** EXTRAIT PROPOSÉ **
<<<<

Penser les techniques et les technologies : Apports des Sciences de l'Information et de la Communication et perspectives de recherches
4-6 juin 2014 Toulon (France)

Actes - Consultation par auteur > Férezin Elodie

Les blogs et leurs usages politiques : est-ce que l'usage des Tic, et notamment celui du blog en politique, contribue à transformer le processus de formation de l'opinion publique ?
Elodie Férezin  1@  
1 : Centre d'Etude et de Recherche Travail Organisation Pouvoir  (CERTOP)  -  Site web
CNRS : UMR5044, Université Toulouse le Mirail - Toulouse II, Université Paul Sabatier - Toulouse III
5 Allée Antonio Machado 31058 TOULOUSE CEDEX 1 -  France

Introduction

 

Cet article s'inscrit dans le cadre d'une recherche doctorale en cours dont l'attention se tourne vers les liens entre démocratie écologique et aménagement du territoire. L'étude de cas porte sur le projet de ligne ferroviaire à grande vitesse Bordeaux-Toulouse. Un tel projet d'infrastructure, en raison de son fort impact environnemental a fait l'objet d'une procédure de débat public en 2005 permettant de confirmer par le maitre d'ouvrage, Réseau Ferré de France (RFF) l'opportunité du projet. Dès 2009, l'Etat et RFF mettent en place un dispositif de concertation visant à l'élaboration du tracé avec les collectivités locales et les riverains concernés. C'est à ce moment là qu'éclate, dans l'Agenais, territoire traversé par la LGV, une forte contestation concernant l'opportunité du projet.

>>>>

** LIGNES FOURNIES **
<<<<

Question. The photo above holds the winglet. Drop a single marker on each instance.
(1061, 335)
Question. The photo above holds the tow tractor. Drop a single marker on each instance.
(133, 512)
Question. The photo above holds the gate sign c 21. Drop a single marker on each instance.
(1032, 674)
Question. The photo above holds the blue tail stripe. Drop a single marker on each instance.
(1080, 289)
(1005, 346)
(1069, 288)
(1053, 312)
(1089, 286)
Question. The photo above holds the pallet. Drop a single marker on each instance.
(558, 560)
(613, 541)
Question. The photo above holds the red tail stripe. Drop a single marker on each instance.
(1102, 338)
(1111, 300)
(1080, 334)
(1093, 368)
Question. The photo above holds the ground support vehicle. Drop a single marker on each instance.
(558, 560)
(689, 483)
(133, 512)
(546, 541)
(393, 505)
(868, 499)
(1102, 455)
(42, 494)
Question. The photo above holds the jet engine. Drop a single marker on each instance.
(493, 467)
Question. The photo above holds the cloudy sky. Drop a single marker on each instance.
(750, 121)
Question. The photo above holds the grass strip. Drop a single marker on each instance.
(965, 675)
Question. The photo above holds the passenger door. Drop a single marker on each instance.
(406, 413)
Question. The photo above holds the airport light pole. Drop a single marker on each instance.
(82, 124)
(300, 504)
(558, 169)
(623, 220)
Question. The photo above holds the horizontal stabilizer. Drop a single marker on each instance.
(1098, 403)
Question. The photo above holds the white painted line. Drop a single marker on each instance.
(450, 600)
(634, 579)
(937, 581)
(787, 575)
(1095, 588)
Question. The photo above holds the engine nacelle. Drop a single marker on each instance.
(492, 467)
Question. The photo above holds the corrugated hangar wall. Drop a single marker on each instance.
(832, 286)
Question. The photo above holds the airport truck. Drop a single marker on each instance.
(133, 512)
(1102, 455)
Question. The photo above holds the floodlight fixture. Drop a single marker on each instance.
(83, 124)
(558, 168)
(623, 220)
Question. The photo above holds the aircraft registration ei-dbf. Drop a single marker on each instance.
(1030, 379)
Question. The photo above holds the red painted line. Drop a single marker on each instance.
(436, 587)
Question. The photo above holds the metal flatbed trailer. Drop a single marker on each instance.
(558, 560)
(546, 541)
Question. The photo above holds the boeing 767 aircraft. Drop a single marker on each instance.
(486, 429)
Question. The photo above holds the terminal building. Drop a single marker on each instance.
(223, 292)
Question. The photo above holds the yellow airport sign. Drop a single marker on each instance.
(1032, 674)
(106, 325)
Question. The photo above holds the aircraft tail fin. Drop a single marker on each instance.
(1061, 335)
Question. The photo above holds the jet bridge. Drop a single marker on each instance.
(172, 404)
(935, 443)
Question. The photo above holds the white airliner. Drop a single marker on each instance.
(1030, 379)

>>>>

** CONSIGNE **
Relevez intégralement l'extrait sur les usages politiques des blogs, sans y changer quoi que ce soit. Ces lignes n'ont aucun lien avec l'extrait.

** RÉPONSE **
Penser les techniques et les technologies : Apports des Sciences de l'Information et de la Communication et perspectives de recherches
4-6 juin 2014 Toulon (France)

Actes - Consultation par auteur > Férezin Elodie

Les blogs et leurs usages politiques : est-ce que l'usage des Tic, et notamment celui du blog en politique, contribue à transformer le processus de formation de l'opinion publique ?
Elodie Férezin  1@  
1 : Centre d'Etude et de Recherche Travail Organisation Pouvoir  (CERTOP)  -  Site web
CNRS : UMR5044, Université Toulouse le Mirail - Toulouse II, Université Paul Sabatier - Toulouse III
5 Allée Antonio Machado 31058 TOULOUSE CEDEX 1 -  France

Introduction

 

Cet article s'inscrit dans le cadre d'une recherche doctorale en cours dont l'attention se tourne vers les liens entre démocratie écologique et aménagement du territoire. L'étude de cas porte sur le projet de ligne ferroviaire à grande vitesse Bordeaux-Toulouse. Un tel projet d'infrastructure, en raison de son fort impact environnemental a fait l'objet d'une procédure de débat public en 2005 permettant de confirmer par le maitre d'ouvrage, Réseau Ferré de France (RFF) l'opportunité du projet. Dès 2009, l'Etat et RFF mettent en place un dispositif de concertation visant à l'élaboration du tracé avec les collectivités locales et les riverains concernés. C'est à ce moment là qu'éclate, dans l'Agenais, territoire traversé par la LGV, une forte contestation concernant l'opportunité du projet.